Repeat every entry in the listing below, exactly.

Object position labeling entries:
start
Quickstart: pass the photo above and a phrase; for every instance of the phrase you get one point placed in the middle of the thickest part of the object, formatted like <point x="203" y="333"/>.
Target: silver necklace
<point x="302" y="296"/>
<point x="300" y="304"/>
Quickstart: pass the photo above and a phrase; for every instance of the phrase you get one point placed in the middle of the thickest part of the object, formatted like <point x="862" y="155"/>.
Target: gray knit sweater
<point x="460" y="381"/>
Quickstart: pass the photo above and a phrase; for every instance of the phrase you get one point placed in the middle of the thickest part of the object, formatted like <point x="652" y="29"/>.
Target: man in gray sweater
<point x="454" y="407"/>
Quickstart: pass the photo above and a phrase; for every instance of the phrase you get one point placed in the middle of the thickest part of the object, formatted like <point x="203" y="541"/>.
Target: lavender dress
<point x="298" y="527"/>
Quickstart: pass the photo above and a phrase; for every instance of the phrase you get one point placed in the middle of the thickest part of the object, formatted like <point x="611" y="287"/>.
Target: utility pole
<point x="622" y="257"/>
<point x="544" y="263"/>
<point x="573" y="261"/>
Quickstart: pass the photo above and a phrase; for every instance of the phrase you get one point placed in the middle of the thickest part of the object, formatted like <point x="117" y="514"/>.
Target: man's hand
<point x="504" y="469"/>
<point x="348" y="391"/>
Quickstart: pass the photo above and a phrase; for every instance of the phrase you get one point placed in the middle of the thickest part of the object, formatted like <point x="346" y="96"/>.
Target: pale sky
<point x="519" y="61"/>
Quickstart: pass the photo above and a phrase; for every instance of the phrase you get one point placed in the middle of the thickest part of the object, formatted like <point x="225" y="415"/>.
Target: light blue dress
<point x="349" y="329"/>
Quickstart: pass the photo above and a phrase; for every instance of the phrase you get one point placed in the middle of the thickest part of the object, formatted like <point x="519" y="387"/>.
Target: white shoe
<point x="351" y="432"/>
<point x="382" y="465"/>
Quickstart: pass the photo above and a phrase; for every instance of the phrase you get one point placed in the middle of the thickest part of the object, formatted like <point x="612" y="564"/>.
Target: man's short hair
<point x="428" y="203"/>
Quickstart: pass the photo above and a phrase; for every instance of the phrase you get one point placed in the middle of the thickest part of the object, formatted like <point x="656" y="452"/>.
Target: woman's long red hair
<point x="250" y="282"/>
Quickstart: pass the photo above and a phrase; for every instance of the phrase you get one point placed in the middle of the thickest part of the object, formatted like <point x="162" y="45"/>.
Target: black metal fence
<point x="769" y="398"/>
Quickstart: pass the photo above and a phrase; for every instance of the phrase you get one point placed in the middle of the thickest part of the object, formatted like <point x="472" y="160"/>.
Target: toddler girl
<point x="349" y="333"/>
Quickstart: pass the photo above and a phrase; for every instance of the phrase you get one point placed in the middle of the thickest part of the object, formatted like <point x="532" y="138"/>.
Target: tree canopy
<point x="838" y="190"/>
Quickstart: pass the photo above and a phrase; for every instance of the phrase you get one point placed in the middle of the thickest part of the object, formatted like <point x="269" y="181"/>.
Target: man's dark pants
end
_THE OUTPUT_:
Quickstart: pass the photo above and a phrase; for every instance of the phrase you get one point placed in the middle of the thickest part of the object, formatted like <point x="203" y="333"/>.
Target: silver necklace
<point x="302" y="296"/>
<point x="300" y="304"/>
Quickstart: pass the photo above and a phrase; for every instance of the phrase you get one point placed in the middle of the thickest part of the object, formatted like <point x="862" y="155"/>.
Target: gray knit sweater
<point x="460" y="381"/>
Quickstart: pass the photo above and a phrase; for every instance of the phrase you get one point placed in the middle of the thickest part of the object, formatted like <point x="652" y="29"/>.
Target: man in gray sweater
<point x="454" y="407"/>
Quickstart: pass the photo above and a phrase; for every instance of the phrase you get one point placed in the middle of the thickest part of the object, formatted like <point x="203" y="541"/>.
Target: lavender dress
<point x="298" y="527"/>
Quickstart: pass the photo above and a phrase; for every instance of the phrase you get one point placed in the middle of the thickest part of the object, formatted like <point x="611" y="287"/>.
Target: utility pole
<point x="622" y="257"/>
<point x="544" y="263"/>
<point x="573" y="261"/>
Quickstart: pass the photo above and a phrase; for every instance of the phrase you get one point placed in the middle of the thickest part of the object, formatted like <point x="117" y="514"/>.
Target: man's hand
<point x="504" y="469"/>
<point x="348" y="391"/>
Quickstart: pass the photo above and a phrase; for every instance of the phrase you get one point placed in the middle of the thickest part of the object, formatted like <point x="346" y="96"/>.
Target: pale sky
<point x="519" y="61"/>
Quickstart: pass the photo above and a phrase; for every instance of the phrase you get one point placed in the middle of the thickest part of the object, formatted like <point x="225" y="415"/>.
Target: light blue dress
<point x="349" y="329"/>
Quickstart: pass the photo above and a phrase; for every instance of the phrase you get one point placed in the middle of the thickest part of the object, formatted like <point x="519" y="387"/>.
Target: white shoe
<point x="351" y="432"/>
<point x="382" y="465"/>
Quickstart: pass the photo above and a phrase; for every instance of the phrase you get one point placed in the middle of the thickest part of the object, formatted like <point x="612" y="564"/>.
Target: man's short hair
<point x="428" y="203"/>
Quickstart: pass the photo above and a phrase; for every instance of the phrase you get one point placed in the middle of the thickest part of the object, formatted like <point x="656" y="452"/>.
Target: woman's long red hair
<point x="250" y="282"/>
Quickstart: pass the photo above and a phrase; for every instance of the phrase you get one point placed in the middle of the thickest part of the object, formatted like <point x="162" y="45"/>.
Target: black metal fence
<point x="769" y="398"/>
Quickstart: pass the photo above and a phrase; for every instance of the phrase you get one point placed in the middle of the thickest part of the object, formatted like <point x="472" y="160"/>.
Target: toddler girl
<point x="349" y="333"/>
Quickstart: pass the photo above and a phrase; for every instance of the phrase you get one point placed in the middle of the thickest part of the object, formatted like <point x="532" y="138"/>.
Target: tree canopy
<point x="838" y="190"/>
Quickstart: pass the photo above and a phrase; for every instance of the phrase you get one point placed in the middle of the thickest part of the object, formatted like <point x="269" y="181"/>.
Target: man's dark pants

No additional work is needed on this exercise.